→ **Work instruction**: Copy each line below in which the string "chalet" occurs.

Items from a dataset
*-*-*
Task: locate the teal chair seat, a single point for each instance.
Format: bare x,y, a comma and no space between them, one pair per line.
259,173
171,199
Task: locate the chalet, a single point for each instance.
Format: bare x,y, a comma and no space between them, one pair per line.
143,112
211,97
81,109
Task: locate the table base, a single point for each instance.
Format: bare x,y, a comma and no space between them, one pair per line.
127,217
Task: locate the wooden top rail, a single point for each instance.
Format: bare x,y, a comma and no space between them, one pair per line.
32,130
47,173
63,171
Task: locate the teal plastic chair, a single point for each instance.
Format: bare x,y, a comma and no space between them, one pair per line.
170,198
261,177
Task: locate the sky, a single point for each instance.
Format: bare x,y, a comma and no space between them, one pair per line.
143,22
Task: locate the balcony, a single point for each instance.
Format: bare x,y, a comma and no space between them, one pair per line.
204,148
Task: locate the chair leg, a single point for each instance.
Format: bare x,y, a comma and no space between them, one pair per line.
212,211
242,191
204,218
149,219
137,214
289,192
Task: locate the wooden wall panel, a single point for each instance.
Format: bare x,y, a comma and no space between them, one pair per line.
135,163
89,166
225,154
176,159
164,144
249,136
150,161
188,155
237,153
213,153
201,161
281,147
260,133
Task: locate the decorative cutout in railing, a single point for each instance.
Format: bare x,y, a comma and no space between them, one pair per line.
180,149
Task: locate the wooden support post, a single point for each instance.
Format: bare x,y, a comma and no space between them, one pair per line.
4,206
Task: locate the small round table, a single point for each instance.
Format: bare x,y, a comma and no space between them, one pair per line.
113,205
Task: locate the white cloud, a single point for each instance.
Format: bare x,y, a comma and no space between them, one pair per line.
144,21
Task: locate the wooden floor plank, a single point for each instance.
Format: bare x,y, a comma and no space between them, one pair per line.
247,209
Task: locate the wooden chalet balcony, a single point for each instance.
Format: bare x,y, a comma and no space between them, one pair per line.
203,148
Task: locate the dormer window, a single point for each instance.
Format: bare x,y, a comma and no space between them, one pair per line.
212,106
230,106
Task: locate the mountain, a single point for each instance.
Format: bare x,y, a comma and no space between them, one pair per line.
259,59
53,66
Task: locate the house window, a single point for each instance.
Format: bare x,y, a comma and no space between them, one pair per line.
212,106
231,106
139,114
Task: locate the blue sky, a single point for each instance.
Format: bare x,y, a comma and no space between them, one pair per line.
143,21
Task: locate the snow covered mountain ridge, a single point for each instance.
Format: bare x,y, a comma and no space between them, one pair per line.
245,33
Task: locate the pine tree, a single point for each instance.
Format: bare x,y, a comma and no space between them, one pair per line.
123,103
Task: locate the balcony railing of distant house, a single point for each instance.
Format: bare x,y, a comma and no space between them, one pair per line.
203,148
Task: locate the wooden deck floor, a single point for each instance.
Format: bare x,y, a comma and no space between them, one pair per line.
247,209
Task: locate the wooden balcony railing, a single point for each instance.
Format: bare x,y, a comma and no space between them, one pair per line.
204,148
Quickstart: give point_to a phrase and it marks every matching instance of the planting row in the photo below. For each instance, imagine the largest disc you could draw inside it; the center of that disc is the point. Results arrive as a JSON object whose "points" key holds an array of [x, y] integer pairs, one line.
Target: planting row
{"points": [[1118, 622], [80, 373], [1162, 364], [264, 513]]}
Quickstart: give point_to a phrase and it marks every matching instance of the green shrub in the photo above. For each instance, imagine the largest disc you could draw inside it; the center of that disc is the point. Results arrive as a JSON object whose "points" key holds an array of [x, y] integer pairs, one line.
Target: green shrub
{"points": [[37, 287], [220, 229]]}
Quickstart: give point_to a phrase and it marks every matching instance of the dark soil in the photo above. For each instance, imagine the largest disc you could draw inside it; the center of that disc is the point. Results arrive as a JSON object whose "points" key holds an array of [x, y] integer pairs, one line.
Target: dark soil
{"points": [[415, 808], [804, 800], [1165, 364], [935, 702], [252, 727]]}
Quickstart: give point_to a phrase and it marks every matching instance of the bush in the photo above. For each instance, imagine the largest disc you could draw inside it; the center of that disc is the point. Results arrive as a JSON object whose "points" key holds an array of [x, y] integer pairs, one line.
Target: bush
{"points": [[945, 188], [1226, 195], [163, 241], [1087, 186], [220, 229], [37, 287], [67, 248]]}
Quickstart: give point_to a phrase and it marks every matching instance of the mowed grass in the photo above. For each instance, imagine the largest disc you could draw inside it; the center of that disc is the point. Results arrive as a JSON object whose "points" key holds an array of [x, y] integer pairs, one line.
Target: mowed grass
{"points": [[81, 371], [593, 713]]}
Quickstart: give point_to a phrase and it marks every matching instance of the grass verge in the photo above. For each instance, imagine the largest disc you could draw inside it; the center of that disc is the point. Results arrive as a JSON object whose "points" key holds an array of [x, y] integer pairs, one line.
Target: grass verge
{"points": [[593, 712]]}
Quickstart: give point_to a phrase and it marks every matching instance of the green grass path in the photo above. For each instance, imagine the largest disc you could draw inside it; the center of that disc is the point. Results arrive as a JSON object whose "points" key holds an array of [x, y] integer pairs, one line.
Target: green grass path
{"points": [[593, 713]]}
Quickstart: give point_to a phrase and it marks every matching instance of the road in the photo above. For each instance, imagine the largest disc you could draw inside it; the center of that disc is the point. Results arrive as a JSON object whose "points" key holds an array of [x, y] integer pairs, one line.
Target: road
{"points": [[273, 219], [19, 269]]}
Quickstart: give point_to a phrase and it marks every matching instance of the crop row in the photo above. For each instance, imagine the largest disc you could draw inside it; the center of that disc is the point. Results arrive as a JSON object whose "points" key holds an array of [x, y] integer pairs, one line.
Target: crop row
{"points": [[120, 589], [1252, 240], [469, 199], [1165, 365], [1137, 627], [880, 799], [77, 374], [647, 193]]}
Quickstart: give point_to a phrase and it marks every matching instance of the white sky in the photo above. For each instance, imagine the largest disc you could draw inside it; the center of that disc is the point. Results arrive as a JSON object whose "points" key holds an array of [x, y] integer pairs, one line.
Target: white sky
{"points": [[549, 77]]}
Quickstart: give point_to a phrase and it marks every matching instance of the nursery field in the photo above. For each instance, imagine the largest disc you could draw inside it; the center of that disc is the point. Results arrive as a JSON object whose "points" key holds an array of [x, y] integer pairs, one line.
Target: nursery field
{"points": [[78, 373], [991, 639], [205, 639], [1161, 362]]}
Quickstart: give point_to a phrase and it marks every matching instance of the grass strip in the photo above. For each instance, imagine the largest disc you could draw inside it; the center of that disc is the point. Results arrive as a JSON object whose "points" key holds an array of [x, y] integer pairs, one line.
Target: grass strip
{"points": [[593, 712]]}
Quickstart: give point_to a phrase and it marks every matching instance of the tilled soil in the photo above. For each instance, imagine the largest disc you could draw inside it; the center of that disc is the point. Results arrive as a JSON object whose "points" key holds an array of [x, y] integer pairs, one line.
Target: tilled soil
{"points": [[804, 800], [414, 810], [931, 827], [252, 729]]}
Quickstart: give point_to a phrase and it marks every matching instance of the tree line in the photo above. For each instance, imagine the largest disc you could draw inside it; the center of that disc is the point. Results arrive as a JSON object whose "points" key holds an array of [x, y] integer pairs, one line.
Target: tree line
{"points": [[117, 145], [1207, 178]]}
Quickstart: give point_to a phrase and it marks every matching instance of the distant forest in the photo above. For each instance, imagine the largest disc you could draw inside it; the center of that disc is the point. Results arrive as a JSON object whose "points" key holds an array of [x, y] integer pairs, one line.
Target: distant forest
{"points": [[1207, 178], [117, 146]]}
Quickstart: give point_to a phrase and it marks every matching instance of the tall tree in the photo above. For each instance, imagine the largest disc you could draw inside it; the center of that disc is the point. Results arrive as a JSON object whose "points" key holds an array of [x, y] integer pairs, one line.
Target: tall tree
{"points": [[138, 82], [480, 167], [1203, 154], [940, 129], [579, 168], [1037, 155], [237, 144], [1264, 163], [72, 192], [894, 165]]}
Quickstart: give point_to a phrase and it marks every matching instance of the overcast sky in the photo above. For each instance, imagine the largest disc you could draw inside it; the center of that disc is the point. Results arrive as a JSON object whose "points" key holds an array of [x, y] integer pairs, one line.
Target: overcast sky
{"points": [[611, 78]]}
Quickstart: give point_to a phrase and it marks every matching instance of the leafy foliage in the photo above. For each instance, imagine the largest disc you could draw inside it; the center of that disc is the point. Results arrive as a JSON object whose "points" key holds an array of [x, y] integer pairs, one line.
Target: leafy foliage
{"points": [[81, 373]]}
*-*-*
→ **Written solution**:
Task: locate the chalet, a single point for each instance.
Task: locate the wooden chalet balcony, a single point for each instance.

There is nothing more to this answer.